Quoted passage
|---|

Research Area

Semiconducting lead halide perovskites are a new generation of semiconductor that have remarkably good semiconducting properties, yet are based on organic cations and lead salts that cost only a few dollars per kilogram. Perovskites have the general formula ABX3, where A, B and X are ions with charges of +1, +2 and -1, respectively. The archetypal semiconducting lead halide perovskite is methylammonium lead iodide (MAPbI₃), which has been researched intensively over the past decade and yielded solar cell devices with remarkably high efficiency and low cost. A significant amount of effort has gone into finding replacements for the toxic B-site Pb2+ ion, with some success. However, the highest performance in solar cells and other semiconducting devices is always observed with Pb2+. Likewise, A lot of effort has gone into exploring A-site ions, but only methylammonium, formamidinium and cesium have been widely successful.

In contrast, relatively little effort has gone into discovering new X-site ions outside of the range of the halides (I-, Br- and Cl-). One area of interest in the ECML is to discover new polyatomic anions (pseudohalides) which can form functional perovskites with semiconducting properties.

|---|

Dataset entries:
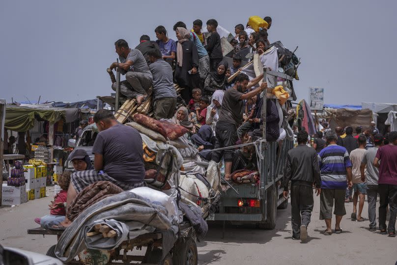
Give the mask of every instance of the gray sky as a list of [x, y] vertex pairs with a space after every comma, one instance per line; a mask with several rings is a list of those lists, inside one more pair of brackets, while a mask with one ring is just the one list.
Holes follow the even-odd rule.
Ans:
[[234, 31], [258, 15], [273, 18], [270, 42], [299, 46], [298, 98], [308, 100], [309, 87], [322, 87], [326, 104], [396, 102], [397, 1], [237, 2], [2, 0], [0, 98], [73, 102], [109, 95], [106, 68], [117, 57], [117, 39], [135, 47], [142, 34], [156, 39], [160, 25], [176, 39], [175, 22], [190, 27], [197, 19], [215, 18]]

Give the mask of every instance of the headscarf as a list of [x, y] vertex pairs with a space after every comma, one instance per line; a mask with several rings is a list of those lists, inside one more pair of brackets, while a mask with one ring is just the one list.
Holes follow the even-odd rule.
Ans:
[[[225, 72], [224, 72], [224, 73], [221, 75], [218, 73], [218, 67], [219, 67], [220, 65], [224, 65], [225, 66]], [[212, 76], [214, 80], [215, 80], [217, 83], [222, 83], [222, 82], [225, 82], [225, 77], [226, 75], [226, 71], [227, 71], [228, 66], [229, 64], [227, 63], [227, 61], [222, 60], [221, 61], [221, 62], [218, 64], [216, 69], [210, 73], [209, 74]]]
[[189, 40], [190, 37], [190, 31], [180, 27], [176, 28], [176, 30], [179, 32], [179, 35], [182, 37], [182, 39], [178, 40], [178, 44], [176, 45], [176, 63], [182, 67], [182, 62], [183, 59], [183, 50], [182, 48], [182, 44]]
[[211, 99], [211, 109], [214, 109], [214, 108], [216, 108], [216, 113], [214, 116], [214, 118], [218, 120], [218, 118], [219, 118], [219, 116], [218, 115], [218, 108], [216, 107], [215, 104], [214, 103], [214, 99], [216, 99], [219, 102], [219, 104], [221, 104], [221, 106], [222, 105], [222, 100], [223, 100], [223, 96], [225, 94], [225, 91], [223, 90], [218, 89], [216, 90], [214, 93], [212, 94], [212, 98]]
[[[179, 111], [183, 111], [183, 114], [185, 114], [185, 118], [183, 120], [179, 120], [177, 118], [177, 116]], [[192, 123], [192, 121], [190, 120], [189, 116], [189, 111], [186, 107], [182, 106], [178, 109], [178, 110], [176, 111], [173, 118], [172, 118], [172, 122], [175, 124], [182, 125], [185, 128], [192, 128], [193, 127], [193, 124]]]

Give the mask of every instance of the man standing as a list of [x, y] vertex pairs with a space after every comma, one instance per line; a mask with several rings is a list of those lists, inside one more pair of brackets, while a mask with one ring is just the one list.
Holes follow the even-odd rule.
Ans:
[[[244, 113], [243, 101], [257, 95], [267, 88], [267, 83], [263, 82], [256, 89], [245, 93], [248, 88], [251, 88], [263, 78], [260, 75], [250, 82], [248, 76], [240, 74], [236, 78], [234, 86], [226, 90], [223, 97], [222, 108], [219, 119], [215, 127], [216, 143], [215, 149], [234, 146], [237, 140], [237, 128], [243, 121]], [[229, 180], [233, 161], [233, 150], [227, 149], [225, 151], [214, 151], [212, 160], [219, 163], [224, 155], [226, 180]]]
[[[379, 161], [380, 163], [379, 164]], [[389, 134], [389, 144], [378, 149], [373, 165], [379, 168], [379, 229], [383, 234], [396, 236], [397, 215], [397, 131]], [[386, 209], [389, 205], [390, 219], [386, 232]]]
[[284, 172], [284, 192], [288, 196], [288, 185], [291, 180], [291, 223], [292, 239], [305, 241], [308, 237], [308, 226], [313, 210], [313, 183], [317, 196], [321, 192], [320, 169], [314, 149], [306, 145], [308, 133], [298, 133], [298, 145], [287, 155]]
[[75, 137], [76, 138], [76, 143], [78, 141], [79, 138], [80, 138], [80, 136], [82, 136], [82, 134], [83, 134], [83, 131], [84, 130], [84, 128], [86, 127], [88, 123], [88, 121], [85, 119], [80, 120], [80, 126], [76, 128], [75, 130]]
[[[110, 181], [126, 190], [144, 186], [143, 150], [139, 132], [118, 124], [108, 110], [98, 111], [94, 121], [99, 131], [92, 147], [95, 170], [72, 174], [67, 205], [84, 188], [97, 181]], [[66, 227], [71, 223], [66, 217], [59, 226]]]
[[[137, 103], [140, 105], [149, 95], [153, 80], [152, 73], [139, 50], [130, 49], [128, 43], [121, 39], [114, 43], [114, 46], [121, 62], [114, 62], [109, 68], [112, 70], [118, 67], [121, 69], [121, 73], [125, 74], [126, 80], [120, 86], [121, 92], [130, 98], [136, 98]], [[116, 91], [116, 83], [113, 83], [112, 88]]]
[[328, 146], [318, 154], [318, 162], [321, 177], [321, 193], [320, 198], [320, 220], [325, 220], [327, 229], [324, 235], [332, 234], [331, 224], [332, 208], [335, 203], [334, 213], [336, 216], [335, 233], [340, 234], [340, 221], [346, 214], [344, 196], [346, 182], [351, 187], [351, 162], [347, 150], [337, 145], [338, 136], [333, 131], [327, 132], [325, 139]]
[[216, 71], [218, 64], [223, 58], [221, 37], [216, 31], [217, 28], [218, 22], [215, 19], [210, 19], [207, 21], [207, 30], [211, 33], [211, 36], [207, 38], [207, 45], [205, 48], [209, 55], [210, 70], [211, 71]]
[[162, 59], [159, 51], [152, 49], [147, 53], [153, 75], [153, 101], [154, 117], [157, 119], [170, 118], [176, 106], [176, 91], [173, 87], [172, 68]]
[[[347, 130], [346, 130], [346, 131]], [[343, 139], [343, 141], [347, 136]], [[355, 139], [354, 138], [353, 139]], [[361, 217], [363, 208], [364, 207], [365, 201], [365, 195], [367, 194], [367, 186], [366, 183], [361, 180], [361, 173], [360, 167], [363, 158], [366, 152], [365, 146], [367, 144], [367, 137], [364, 135], [358, 137], [358, 148], [351, 151], [350, 154], [350, 161], [352, 164], [352, 175], [353, 177], [353, 189], [354, 191], [354, 195], [353, 196], [353, 212], [351, 214], [351, 219], [357, 219], [357, 222], [362, 222], [364, 219]], [[357, 201], [360, 199], [358, 207], [358, 215], [357, 215]]]
[[[377, 134], [374, 137], [375, 146], [366, 151], [361, 166], [360, 168], [361, 180], [367, 184], [367, 198], [368, 201], [368, 218], [369, 219], [369, 231], [376, 231], [376, 199], [378, 197], [378, 180], [379, 170], [372, 162], [378, 151], [378, 148], [383, 145], [383, 136]], [[365, 169], [367, 167], [367, 171]]]

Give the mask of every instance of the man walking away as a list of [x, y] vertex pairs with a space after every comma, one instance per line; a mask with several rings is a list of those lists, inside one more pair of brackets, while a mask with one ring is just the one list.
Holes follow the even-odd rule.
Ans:
[[[119, 39], [114, 46], [121, 62], [113, 62], [109, 68], [111, 70], [119, 68], [122, 74], [125, 74], [126, 80], [121, 82], [120, 86], [121, 93], [130, 98], [136, 98], [137, 103], [140, 105], [149, 95], [153, 80], [147, 63], [142, 53], [137, 49], [130, 49], [125, 40]], [[114, 82], [112, 88], [116, 91], [116, 87]]]
[[323, 137], [323, 133], [322, 132], [318, 131], [317, 132], [316, 137], [314, 138], [314, 142], [313, 144], [313, 148], [314, 148], [315, 151], [317, 152], [317, 153], [320, 152], [320, 151], [324, 149], [324, 147], [325, 147], [325, 141], [324, 141], [322, 139]]
[[159, 51], [153, 49], [147, 53], [153, 75], [153, 100], [154, 117], [157, 119], [171, 118], [176, 106], [176, 91], [172, 82], [172, 68], [161, 58]]
[[321, 192], [320, 169], [315, 150], [306, 145], [308, 133], [298, 133], [296, 148], [288, 152], [284, 172], [284, 192], [288, 196], [288, 185], [291, 180], [291, 216], [292, 239], [305, 241], [308, 237], [308, 226], [313, 210], [313, 183], [317, 196]]
[[[380, 163], [379, 163], [380, 161]], [[389, 236], [396, 236], [397, 214], [397, 131], [389, 134], [389, 144], [378, 149], [373, 165], [379, 168], [379, 228], [386, 234], [386, 208], [389, 205], [390, 219], [387, 227]]]
[[346, 214], [344, 196], [346, 182], [351, 187], [351, 162], [347, 150], [337, 145], [338, 136], [333, 131], [327, 132], [325, 140], [328, 146], [321, 150], [318, 159], [321, 177], [321, 193], [320, 196], [320, 220], [325, 220], [327, 229], [324, 235], [332, 234], [331, 223], [332, 208], [335, 203], [334, 214], [336, 216], [335, 233], [340, 234], [340, 221]]
[[[376, 199], [378, 197], [378, 179], [379, 173], [372, 162], [378, 151], [378, 148], [383, 145], [383, 136], [376, 134], [374, 137], [375, 146], [366, 151], [361, 166], [360, 168], [361, 180], [367, 184], [367, 199], [368, 201], [368, 218], [369, 219], [369, 231], [376, 231]], [[367, 167], [367, 171], [365, 171]]]
[[[357, 219], [357, 222], [362, 222], [364, 219], [361, 217], [361, 213], [363, 212], [363, 208], [364, 207], [365, 195], [367, 194], [367, 186], [364, 181], [361, 180], [360, 167], [363, 158], [365, 155], [367, 137], [364, 135], [360, 135], [358, 137], [358, 148], [352, 151], [350, 155], [352, 164], [353, 189], [354, 191], [354, 195], [353, 196], [353, 212], [351, 214], [351, 219]], [[364, 171], [365, 172], [365, 169], [364, 169]], [[358, 215], [357, 215], [357, 201], [359, 198], [360, 203], [358, 207]]]

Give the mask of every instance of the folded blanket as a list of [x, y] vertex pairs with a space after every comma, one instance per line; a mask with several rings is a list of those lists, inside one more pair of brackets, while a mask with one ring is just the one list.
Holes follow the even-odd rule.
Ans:
[[85, 208], [105, 198], [123, 191], [119, 186], [109, 181], [98, 181], [81, 191], [68, 206], [66, 216], [73, 221]]

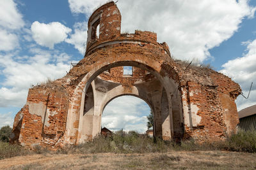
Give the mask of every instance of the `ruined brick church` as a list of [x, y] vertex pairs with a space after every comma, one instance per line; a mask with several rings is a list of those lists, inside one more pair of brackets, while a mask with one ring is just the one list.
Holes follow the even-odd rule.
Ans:
[[[97, 32], [97, 27], [99, 31]], [[207, 67], [171, 57], [156, 33], [121, 34], [121, 15], [110, 2], [88, 22], [84, 57], [63, 78], [29, 89], [15, 118], [12, 141], [56, 148], [100, 132], [101, 117], [113, 99], [144, 100], [154, 115], [154, 136], [164, 140], [225, 139], [239, 123], [238, 84]], [[132, 73], [124, 74], [124, 66]]]

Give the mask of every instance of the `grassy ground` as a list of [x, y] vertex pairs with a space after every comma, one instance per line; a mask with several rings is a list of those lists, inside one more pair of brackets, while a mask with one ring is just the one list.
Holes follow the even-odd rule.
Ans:
[[28, 150], [0, 142], [0, 169], [255, 169], [256, 131], [239, 131], [225, 141], [180, 145], [140, 137], [99, 136], [56, 151]]
[[255, 169], [256, 154], [221, 151], [37, 154], [0, 160], [0, 169]]

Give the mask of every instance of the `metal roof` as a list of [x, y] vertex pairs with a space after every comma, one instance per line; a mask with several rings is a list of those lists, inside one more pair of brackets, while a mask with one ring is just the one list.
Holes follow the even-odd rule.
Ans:
[[256, 114], [256, 104], [238, 111], [238, 117], [239, 118], [249, 117], [254, 114]]

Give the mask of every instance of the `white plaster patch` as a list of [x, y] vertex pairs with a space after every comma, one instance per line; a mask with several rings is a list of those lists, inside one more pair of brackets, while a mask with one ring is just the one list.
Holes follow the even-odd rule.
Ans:
[[23, 118], [23, 113], [20, 113], [20, 117], [19, 118], [19, 121], [20, 121]]
[[14, 137], [15, 137], [15, 134], [13, 132], [11, 133], [11, 135], [10, 136], [10, 138], [13, 139]]
[[191, 104], [190, 107], [191, 108], [192, 125], [196, 127], [200, 124], [202, 119], [201, 117], [197, 115], [199, 108], [196, 105], [193, 104]]
[[44, 122], [44, 117], [45, 112], [46, 106], [42, 102], [38, 103], [28, 102], [29, 112], [31, 115], [41, 117], [42, 122]]

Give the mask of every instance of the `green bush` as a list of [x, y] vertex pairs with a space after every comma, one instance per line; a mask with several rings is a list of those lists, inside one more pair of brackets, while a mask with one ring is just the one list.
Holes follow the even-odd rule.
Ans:
[[170, 148], [171, 145], [161, 139], [156, 142], [152, 138], [140, 135], [132, 131], [122, 136], [118, 132], [111, 136], [104, 138], [99, 136], [92, 141], [78, 145], [69, 145], [60, 149], [61, 153], [148, 153], [165, 152]]
[[239, 130], [237, 134], [233, 134], [219, 147], [229, 151], [256, 152], [256, 131], [244, 131]]
[[0, 129], [0, 141], [9, 142], [12, 130], [12, 128], [9, 125], [2, 127]]
[[11, 145], [0, 141], [0, 159], [25, 155], [29, 153], [29, 150], [18, 145]]

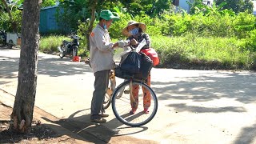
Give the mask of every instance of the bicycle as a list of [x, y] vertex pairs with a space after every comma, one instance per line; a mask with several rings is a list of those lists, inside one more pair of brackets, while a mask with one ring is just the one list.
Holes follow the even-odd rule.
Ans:
[[[150, 122], [155, 116], [158, 110], [158, 98], [154, 90], [145, 83], [142, 78], [138, 78], [134, 74], [126, 75], [123, 82], [116, 87], [115, 70], [110, 70], [109, 86], [105, 94], [103, 109], [107, 109], [112, 104], [112, 110], [115, 117], [122, 123], [132, 126], [138, 127]], [[120, 77], [119, 77], [120, 78]], [[134, 86], [141, 87], [138, 90], [137, 113], [130, 114], [131, 103], [136, 103], [133, 95]], [[143, 112], [143, 91], [142, 89], [148, 90], [150, 95], [150, 106], [148, 114]]]
[[[115, 88], [116, 78], [115, 70], [111, 70], [110, 77], [110, 86], [107, 89], [106, 95], [108, 96], [107, 103], [105, 108], [112, 104], [112, 110], [115, 117], [123, 124], [138, 127], [143, 126], [150, 122], [155, 116], [158, 110], [158, 98], [154, 90], [145, 83], [145, 79], [141, 78], [136, 74], [127, 74], [124, 78], [125, 82], [122, 82]], [[122, 78], [122, 77], [119, 77]], [[137, 113], [130, 114], [131, 103], [136, 103], [136, 100], [133, 95], [134, 86], [142, 87], [138, 90], [138, 109]], [[149, 114], [144, 114], [143, 107], [143, 90], [147, 90], [150, 95], [150, 106], [149, 107]]]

|---|

Task 1
In the perovskite passage, which A-site ions have been widely successful?
Task 2
Write out the perovskite passage word for word, from "In contrast, relatively" to "with semiconducting properties.".
Work only from the perovskite passage.

Solution 1
Methylammonium, formamidinium and cesium.

Solution 2
In contrast, relatively little effort has gone into discovering new X-site ions outside of the range of the halides (I-, Br- and Cl-). One area of interest in the ECML is to discover new polyatomic anions (pseudohalides) which can form functional perovskites with semiconducting properties.